▸ Passage shown:
• • •

Similarly, some mappings required special attention. For example, mappings for which there is a higher level of uncertainty (“ill” could refer to many different conditions), or ones that are not worth retaining (“patient wears only pink clothes”). Therefore, this Usagi extension also includes ‘flag’ and ‘ignore’ buttons to highlight those cases, respectively.
Since the user provides the tool with the initial source file, an older version of USAGI can be used if the above cases apply to your data. There is also the option to load older versions of USAGI-export files into the latest version of USAGI; however, not all the fields shown above will be filled, and the user will have to enter them manually.
"A common question is if Usagi can be used as a general vocabulary mapping tool. The application was designed to be used with the OMOP CDM vocabularies, which contains over a hundred source terminologies (Athena Standardised vocabularies) like SNOMED, ICD, LOINC, and RxNORM. However, a user can theoretically index any vocabulary of interest, as long as it is provided in the OMOP format" - Maxim Moinat (Data Engineer, The Hyve).
All additions turned out to be useful, making the concept mapping process more collaborative between The Hyve and UCL, resulting in higher levels of completeness and confidence in the mappings. You can always find the latest version of the tool on its GitHub page!
Data Quality Dashboard (DQD)
Following the general workflow, we can perform the ETL once the preparation step is complete. Once the ETL is achieved, we need to perform a quality assessment to ensure that the data are ready for subsequent analysis, for example, an epidemiological study.
The OHDSI toolset has a tool for this purpose: the Data Quality Dashboard (DQD). It includes a set of distinctive quality checks, organized and harmonized to be comparable between different data sets. It follows the work of M.G. Kahn et al. (2016), where they define three categories of data quality: conformance, completeness, and plausibility. It is important to note that these individual tests are run at the data owners' side, thus maintaining their privacy.

• • •

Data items
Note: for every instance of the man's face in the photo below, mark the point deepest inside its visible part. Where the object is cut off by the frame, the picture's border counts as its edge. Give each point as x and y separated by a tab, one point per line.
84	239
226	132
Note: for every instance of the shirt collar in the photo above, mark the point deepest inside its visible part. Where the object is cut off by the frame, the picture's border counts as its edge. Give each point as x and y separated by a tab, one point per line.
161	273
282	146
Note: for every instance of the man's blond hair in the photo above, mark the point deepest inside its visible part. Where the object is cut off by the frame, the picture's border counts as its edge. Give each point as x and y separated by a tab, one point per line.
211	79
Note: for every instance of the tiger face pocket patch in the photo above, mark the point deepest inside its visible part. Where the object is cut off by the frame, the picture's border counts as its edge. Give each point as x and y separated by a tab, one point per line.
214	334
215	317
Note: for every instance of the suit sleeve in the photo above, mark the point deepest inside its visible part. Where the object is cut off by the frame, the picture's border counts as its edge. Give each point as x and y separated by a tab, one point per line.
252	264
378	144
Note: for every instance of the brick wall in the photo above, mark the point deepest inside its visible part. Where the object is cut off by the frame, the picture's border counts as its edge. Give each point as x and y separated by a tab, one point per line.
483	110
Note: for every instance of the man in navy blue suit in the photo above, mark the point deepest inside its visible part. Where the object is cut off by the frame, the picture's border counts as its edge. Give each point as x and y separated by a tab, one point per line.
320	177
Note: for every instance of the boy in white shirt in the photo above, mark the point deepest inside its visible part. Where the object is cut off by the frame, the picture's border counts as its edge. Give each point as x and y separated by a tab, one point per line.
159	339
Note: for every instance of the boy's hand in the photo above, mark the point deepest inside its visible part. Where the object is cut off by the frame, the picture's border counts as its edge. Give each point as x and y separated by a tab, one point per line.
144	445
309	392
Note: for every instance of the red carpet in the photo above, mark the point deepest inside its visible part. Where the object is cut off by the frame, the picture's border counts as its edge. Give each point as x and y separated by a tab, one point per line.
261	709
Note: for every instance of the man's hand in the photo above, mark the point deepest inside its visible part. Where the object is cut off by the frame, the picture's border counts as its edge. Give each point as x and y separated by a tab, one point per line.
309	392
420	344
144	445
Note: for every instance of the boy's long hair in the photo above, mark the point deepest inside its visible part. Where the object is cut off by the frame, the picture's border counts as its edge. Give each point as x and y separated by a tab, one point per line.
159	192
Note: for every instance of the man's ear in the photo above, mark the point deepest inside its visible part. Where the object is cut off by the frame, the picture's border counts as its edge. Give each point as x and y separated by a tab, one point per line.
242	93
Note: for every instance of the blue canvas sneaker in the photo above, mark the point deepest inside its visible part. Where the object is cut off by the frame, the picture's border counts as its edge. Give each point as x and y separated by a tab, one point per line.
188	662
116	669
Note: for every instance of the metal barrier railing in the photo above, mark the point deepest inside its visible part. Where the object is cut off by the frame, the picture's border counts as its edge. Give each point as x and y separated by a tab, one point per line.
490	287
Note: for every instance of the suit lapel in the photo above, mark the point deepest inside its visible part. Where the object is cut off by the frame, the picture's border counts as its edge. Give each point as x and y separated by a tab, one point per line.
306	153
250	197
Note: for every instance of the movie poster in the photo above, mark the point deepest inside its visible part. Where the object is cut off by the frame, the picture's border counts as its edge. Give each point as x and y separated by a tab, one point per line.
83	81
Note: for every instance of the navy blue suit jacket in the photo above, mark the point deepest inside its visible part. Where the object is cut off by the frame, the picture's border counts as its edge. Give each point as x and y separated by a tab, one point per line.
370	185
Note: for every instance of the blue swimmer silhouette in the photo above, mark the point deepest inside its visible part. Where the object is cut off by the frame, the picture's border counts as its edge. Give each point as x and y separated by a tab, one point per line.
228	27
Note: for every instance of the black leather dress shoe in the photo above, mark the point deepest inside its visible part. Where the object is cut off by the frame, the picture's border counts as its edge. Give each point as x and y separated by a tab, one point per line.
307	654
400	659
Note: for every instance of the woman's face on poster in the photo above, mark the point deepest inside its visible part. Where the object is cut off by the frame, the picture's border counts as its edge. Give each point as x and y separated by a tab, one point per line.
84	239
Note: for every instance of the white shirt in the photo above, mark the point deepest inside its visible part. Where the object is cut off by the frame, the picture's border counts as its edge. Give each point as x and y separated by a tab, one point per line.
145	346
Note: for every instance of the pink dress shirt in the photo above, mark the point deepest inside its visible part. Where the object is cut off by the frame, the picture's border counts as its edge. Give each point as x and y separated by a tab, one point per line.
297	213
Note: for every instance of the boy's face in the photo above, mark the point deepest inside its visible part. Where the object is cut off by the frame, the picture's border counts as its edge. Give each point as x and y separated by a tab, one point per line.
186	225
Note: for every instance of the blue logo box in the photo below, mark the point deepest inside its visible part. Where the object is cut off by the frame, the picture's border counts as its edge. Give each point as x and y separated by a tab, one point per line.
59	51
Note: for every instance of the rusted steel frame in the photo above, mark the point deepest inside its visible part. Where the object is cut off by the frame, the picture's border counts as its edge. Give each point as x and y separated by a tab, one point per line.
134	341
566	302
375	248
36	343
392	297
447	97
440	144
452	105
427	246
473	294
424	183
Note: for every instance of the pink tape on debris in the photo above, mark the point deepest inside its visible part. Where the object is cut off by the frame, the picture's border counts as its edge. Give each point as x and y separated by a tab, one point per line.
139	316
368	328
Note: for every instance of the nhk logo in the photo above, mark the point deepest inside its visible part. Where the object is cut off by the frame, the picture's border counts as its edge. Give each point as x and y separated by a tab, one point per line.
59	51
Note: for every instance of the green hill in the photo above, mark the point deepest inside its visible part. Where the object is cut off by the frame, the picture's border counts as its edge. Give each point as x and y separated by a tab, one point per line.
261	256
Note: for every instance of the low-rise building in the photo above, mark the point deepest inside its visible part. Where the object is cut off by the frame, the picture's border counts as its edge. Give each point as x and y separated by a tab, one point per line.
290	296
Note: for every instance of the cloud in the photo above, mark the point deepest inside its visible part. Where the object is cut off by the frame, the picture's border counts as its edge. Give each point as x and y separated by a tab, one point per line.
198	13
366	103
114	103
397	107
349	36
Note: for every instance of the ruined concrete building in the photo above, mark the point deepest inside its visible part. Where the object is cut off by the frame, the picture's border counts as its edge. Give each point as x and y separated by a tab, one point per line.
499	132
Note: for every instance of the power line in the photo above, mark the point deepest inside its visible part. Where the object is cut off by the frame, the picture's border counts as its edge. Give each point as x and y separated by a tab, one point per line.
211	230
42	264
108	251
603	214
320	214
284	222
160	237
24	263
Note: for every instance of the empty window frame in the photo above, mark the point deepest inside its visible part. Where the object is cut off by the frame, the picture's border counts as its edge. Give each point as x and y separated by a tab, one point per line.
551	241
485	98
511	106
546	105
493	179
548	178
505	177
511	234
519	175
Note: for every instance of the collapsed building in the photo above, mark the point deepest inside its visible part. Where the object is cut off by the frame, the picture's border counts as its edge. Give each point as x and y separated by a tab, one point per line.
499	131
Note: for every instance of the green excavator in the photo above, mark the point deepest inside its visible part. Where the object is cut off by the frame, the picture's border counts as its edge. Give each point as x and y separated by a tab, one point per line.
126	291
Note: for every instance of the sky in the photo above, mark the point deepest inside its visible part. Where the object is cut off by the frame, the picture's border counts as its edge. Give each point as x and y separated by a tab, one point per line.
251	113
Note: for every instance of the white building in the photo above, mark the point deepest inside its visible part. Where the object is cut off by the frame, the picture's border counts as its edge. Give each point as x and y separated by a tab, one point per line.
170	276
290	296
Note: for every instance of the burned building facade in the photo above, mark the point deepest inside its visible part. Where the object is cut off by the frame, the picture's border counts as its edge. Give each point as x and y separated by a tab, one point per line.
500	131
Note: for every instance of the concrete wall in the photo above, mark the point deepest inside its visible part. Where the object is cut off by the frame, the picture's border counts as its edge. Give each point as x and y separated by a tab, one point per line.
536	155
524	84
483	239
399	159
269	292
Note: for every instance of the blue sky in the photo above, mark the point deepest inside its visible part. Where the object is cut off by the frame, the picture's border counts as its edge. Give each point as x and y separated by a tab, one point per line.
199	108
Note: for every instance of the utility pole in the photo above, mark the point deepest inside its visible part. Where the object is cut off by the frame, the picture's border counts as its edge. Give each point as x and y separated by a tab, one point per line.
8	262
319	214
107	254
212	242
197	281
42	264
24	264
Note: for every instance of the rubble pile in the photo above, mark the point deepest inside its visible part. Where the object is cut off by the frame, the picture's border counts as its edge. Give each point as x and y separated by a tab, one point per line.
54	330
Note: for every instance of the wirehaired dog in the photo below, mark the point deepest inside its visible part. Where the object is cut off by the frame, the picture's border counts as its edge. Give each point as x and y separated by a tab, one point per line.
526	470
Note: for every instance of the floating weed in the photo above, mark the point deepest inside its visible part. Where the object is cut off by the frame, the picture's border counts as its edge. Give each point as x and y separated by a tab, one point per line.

• • •

▸ Study questions:
A: From the passage about Usagi and the Data Quality Dashboard, reproduce everything from "All additions turned" down to "its GitHub page!".
B: Answer these questions using the passage about Usagi and the Data Quality Dashboard:
(i) Which two buttons does the Usagi extension include for mappings that need special attention?
(ii) Whose work from 2016 does the Data Quality Dashboard follow?
(iii) On whose side are the individual quality tests run?
C: Continue the passage about Usagi and the Data Quality Dashboard, picking up after its last sentence.

▸ Solved problems:
A:
All additions turned out to be useful, making the concept mapping process more collaborative between The Hyve and UCL, resulting in higher levels of completeness and confidence in the mappings. You can always find the latest version of the tool on its GitHub page!

B:
(i) 'Flag' and 'ignore'
(ii) M.G. Kahn et al. (2016)
(iii) The data owners' side

C:
The DQD is an R package that runs more than 3.000 individual quality checks on the OMOPed data. These checks may pass or fail depending on a predefined threshold percentage of the number of rows that satisfy one specific condition for each check. For example, the DQD checks whether a person's year of birth is always after 1850. The DQD runs these tests from the OMOPed database on the data owner's side. Then, it returns a summary of the results in a JSON (JavaScript Object Notation) format file that can be shared among the conversion team members. The DQD summary results can be used to check for major issues in the source data, for example, if compulsory OMOP CDM fields are left empty. It can also check the transformation itself and highlight areas that might need improvement (for example, lack of coverage of certain domains).
In practice, we run the ETL several times to improve the mapping quality. We also run the DQD after each ETL iteration. We can visualize the performance difference between iterations in the - newly added - graph below. In the video below, most of the checks pass (blue dots). Compared to the previous ETL run, most checks remain similar (see dashed line), and a few have improved.